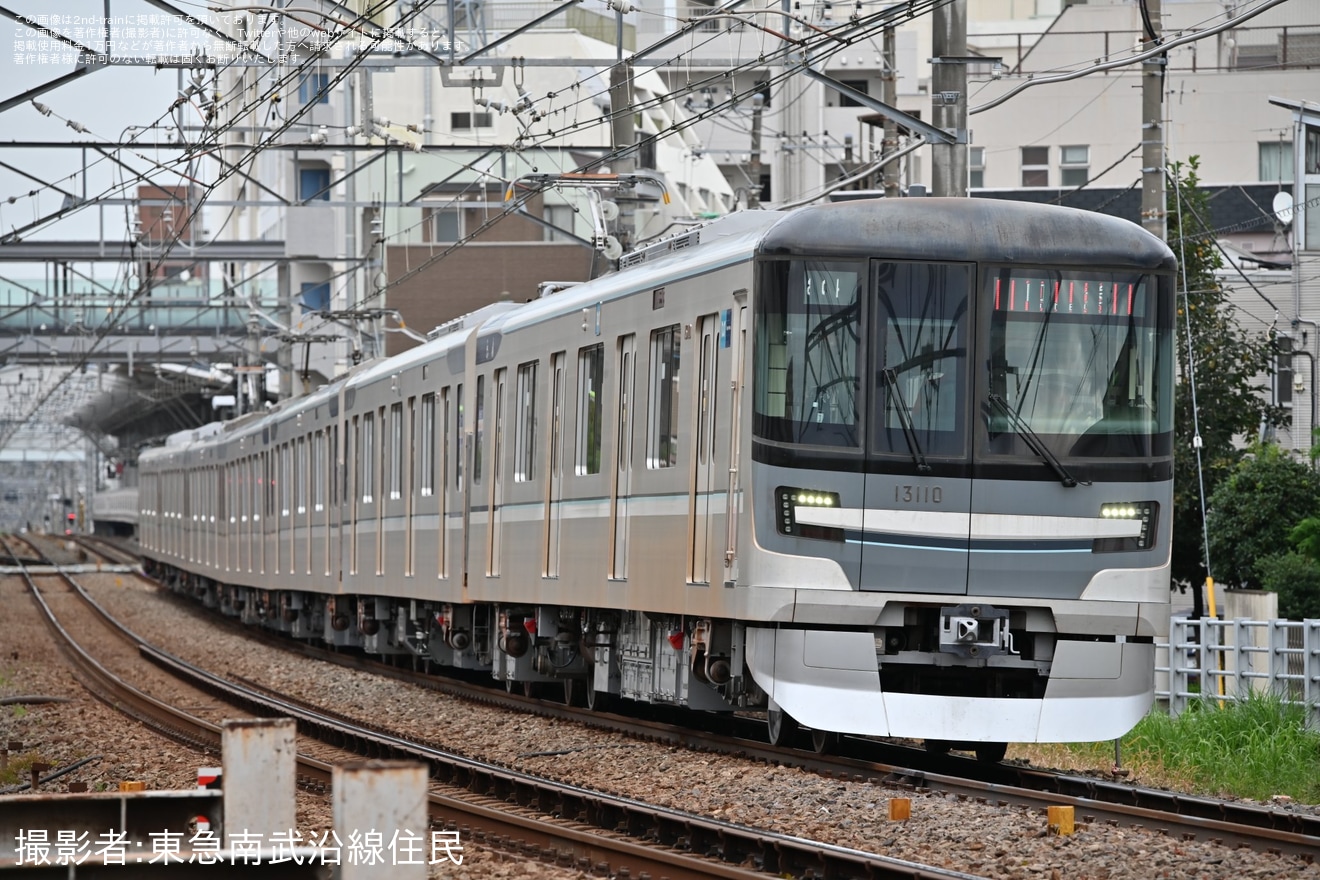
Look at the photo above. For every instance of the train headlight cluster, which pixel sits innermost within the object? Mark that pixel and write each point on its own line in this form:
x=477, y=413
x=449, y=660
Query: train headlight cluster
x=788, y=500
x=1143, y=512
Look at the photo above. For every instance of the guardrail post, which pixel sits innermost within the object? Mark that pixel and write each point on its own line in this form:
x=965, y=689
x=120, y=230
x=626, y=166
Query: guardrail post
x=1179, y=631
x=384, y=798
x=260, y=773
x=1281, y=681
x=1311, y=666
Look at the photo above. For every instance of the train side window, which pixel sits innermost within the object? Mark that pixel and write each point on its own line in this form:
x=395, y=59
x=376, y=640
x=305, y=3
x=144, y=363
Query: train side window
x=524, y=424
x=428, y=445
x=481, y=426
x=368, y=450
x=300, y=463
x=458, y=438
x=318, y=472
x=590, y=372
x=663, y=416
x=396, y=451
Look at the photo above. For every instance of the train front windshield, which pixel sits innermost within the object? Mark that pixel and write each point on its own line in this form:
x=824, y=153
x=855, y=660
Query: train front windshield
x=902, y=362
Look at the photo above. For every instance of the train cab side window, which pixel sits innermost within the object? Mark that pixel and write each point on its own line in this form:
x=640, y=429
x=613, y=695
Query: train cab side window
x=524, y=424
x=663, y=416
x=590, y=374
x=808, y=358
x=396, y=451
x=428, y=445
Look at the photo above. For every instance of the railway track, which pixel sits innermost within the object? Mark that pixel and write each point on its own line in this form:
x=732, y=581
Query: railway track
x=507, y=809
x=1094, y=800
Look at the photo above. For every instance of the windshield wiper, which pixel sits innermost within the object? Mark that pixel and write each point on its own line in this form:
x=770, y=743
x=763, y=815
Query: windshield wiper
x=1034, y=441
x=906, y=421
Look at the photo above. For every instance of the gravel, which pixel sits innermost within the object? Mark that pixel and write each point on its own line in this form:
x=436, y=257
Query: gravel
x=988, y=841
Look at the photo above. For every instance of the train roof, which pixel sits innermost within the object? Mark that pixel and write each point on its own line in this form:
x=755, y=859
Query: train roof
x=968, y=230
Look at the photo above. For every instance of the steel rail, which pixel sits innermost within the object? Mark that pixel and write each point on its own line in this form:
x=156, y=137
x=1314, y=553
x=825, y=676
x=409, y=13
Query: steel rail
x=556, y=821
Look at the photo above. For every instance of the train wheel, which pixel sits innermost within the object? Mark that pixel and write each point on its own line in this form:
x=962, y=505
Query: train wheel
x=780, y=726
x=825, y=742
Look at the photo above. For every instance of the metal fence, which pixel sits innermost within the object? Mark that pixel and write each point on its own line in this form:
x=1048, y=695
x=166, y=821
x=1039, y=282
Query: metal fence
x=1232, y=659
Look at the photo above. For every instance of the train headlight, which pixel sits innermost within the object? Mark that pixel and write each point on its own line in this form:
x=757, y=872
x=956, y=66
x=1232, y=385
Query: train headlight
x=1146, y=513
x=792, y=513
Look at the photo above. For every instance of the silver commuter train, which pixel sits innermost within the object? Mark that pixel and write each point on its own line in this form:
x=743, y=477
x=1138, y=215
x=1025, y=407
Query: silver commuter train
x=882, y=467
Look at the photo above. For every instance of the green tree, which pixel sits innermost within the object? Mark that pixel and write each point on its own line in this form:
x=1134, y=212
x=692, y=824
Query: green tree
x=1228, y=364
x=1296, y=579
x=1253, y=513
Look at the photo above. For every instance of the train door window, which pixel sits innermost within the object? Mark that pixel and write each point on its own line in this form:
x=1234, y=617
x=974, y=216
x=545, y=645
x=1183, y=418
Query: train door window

- - -

=== Problem ===
Gather each line in these records that contains the string "door".

=== Solution to the exercise ===
Look at the photo above. For every instance of the train door window, which pixel sits innermost within the object? Mark that pixel and write each point on its own line in this form:
Query: train door window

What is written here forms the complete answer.